Quote the records in full and leave their pictures out.

Records supplied:
>>>
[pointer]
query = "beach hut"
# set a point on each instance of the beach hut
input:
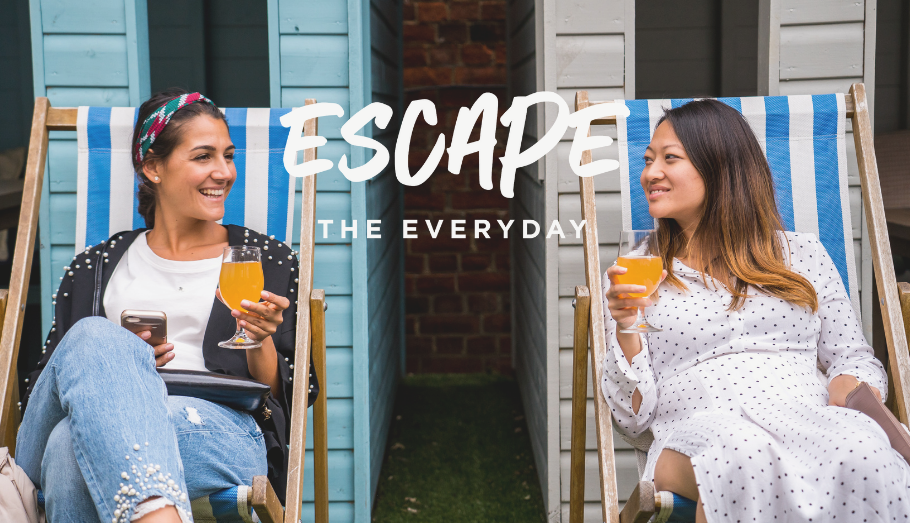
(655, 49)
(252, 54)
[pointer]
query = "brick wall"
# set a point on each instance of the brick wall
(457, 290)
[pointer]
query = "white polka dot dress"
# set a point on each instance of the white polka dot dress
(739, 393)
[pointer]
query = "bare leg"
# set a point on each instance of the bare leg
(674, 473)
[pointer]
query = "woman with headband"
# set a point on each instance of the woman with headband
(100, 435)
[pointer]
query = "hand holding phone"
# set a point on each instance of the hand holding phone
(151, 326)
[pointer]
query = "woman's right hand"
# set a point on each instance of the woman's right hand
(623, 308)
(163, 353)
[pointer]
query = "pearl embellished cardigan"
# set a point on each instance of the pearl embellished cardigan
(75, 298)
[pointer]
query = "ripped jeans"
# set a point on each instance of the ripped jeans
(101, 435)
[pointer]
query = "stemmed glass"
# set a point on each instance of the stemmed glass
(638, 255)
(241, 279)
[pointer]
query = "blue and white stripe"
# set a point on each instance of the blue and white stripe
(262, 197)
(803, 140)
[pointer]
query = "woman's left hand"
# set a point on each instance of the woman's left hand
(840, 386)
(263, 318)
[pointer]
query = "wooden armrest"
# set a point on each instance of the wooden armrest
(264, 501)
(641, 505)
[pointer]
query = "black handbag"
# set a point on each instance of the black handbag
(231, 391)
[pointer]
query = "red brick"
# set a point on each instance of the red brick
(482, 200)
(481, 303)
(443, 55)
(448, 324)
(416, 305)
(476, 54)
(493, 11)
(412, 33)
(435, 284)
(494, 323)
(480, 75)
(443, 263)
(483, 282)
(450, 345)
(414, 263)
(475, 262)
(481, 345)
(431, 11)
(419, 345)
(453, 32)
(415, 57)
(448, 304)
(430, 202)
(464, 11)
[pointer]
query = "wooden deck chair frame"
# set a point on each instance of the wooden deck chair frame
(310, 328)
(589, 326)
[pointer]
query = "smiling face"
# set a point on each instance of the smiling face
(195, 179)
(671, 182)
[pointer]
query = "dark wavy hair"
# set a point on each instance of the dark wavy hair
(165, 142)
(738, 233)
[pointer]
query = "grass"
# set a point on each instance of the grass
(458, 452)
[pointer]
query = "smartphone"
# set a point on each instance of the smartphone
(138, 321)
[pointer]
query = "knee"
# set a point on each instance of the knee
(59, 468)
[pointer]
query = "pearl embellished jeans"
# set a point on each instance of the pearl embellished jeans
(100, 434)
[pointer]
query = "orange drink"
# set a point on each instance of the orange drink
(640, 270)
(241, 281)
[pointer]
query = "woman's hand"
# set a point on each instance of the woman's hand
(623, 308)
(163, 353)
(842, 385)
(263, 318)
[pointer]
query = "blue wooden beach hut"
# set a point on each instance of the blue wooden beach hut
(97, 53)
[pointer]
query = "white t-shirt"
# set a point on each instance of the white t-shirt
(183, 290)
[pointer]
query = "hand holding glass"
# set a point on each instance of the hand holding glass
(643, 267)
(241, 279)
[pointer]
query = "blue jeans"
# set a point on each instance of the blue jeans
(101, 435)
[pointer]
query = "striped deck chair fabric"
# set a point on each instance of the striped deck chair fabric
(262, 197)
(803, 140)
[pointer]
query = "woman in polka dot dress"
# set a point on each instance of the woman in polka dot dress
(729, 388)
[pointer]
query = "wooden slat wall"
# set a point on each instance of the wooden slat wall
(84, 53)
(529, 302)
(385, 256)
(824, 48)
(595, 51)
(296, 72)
<<<
Solution to the problem:
[pointer]
query = "beach hut"
# set a point on each instance of the beach hut
input:
(655, 49)
(252, 54)
[pointer]
query = "brick wall"
# set a point on each instance of the brick wall
(457, 290)
[pointer]
query = "white polka dot dress"
# set a point on each instance of the white polka dot dress
(739, 393)
[pointer]
query = "bare leg"
# set a point on each instance of the bare leg
(674, 473)
[pointer]
query = "woman with headband"
# set a point on each instance of the woman with headband
(100, 435)
[pointer]
query = "hand holding phone"
# set a point on each instance of the hand holding phone
(151, 326)
[pointer]
query = "woman's right hand"
# set a point on each instance of the woman's right hand
(623, 308)
(163, 353)
[pointer]
query = "pearl embellished cardigan"
# set a point on each instance of the pearl embellished cardigan
(75, 298)
[pointer]
query = "ripped jeans"
# set a point on each instance of the ripped jeans
(101, 435)
[pointer]
query = "stemmed glass"
# set a point on each instance of the stemmed glass
(638, 255)
(241, 279)
[pointer]
query = "blue and white stripe"
# set a point on each instance of the blue and white stripe
(262, 197)
(803, 140)
[pointer]
query = "woman's left hand"
# set a point on each instance of the woman's left hand
(840, 386)
(263, 318)
[pointer]
query = "wooden armrest"
# set a point on each instance of the wooden armrest
(264, 501)
(641, 505)
[pointer]
query = "black handbag"
# set a point on each instance of the black handbag
(231, 391)
[pointer]
query = "red brick"
# set a point on each instance of the red brick
(482, 200)
(481, 303)
(443, 55)
(448, 324)
(416, 305)
(476, 54)
(493, 11)
(412, 33)
(435, 284)
(494, 323)
(480, 75)
(443, 263)
(483, 282)
(450, 345)
(414, 263)
(475, 262)
(481, 345)
(431, 11)
(419, 345)
(453, 32)
(415, 57)
(448, 304)
(430, 202)
(464, 11)
[pointer]
query = "wooden deck chair frame"
# set a point on each instance of the wooden deck chair frame
(310, 328)
(589, 326)
[pointer]
query = "smiling face"
# set a point on each instance of the smiling face
(195, 179)
(671, 182)
[pointer]
query = "dark wavy hair"
# set a point on each instance of the dark wavy hair
(165, 142)
(738, 233)
[pointer]
query = "grass"
# set a point on each instance of the grass
(458, 452)
[pointer]
query = "smartphone"
# set a point on each instance of the smartphone
(138, 321)
[pointer]
query = "knee"
# set a point on each instance of the knee
(59, 468)
[pointer]
query = "pearl embellished jeans"
# set a point on each instance of the pearl embellished jeans
(100, 434)
[pointer]
query = "orange drink"
# set a point on each instance of the orange drink
(640, 270)
(241, 281)
[pointer]
query = "woman's hand"
# set a point on each instance of the woman's hand
(623, 308)
(163, 353)
(842, 385)
(263, 318)
[pointer]
query = "blue wooden beach hut"
# set a point on each instance of the blue wooden beach hut
(97, 53)
[pointer]
query = "white t-shirt"
# set a point on each instance of the white t-shirt
(183, 290)
[pointer]
query = "hand holding glass"
# set a point on each instance of the hand holding glass
(643, 267)
(241, 279)
[pointer]
query = "blue jeans"
# set a point on each instance of the blue jeans
(101, 435)
[pointer]
query = "striped deck chair fabric"
# set a point on each instance of the striped deck chair fabric
(262, 197)
(803, 140)
[pointer]
query = "woman in polka dot dress"
# set a point on each instance of the woman in polka dot dress
(729, 388)
[pointer]
query = "wooden slat wall"
# set a point on each instance of the wooden slat wall
(84, 53)
(529, 302)
(385, 256)
(824, 48)
(595, 51)
(296, 72)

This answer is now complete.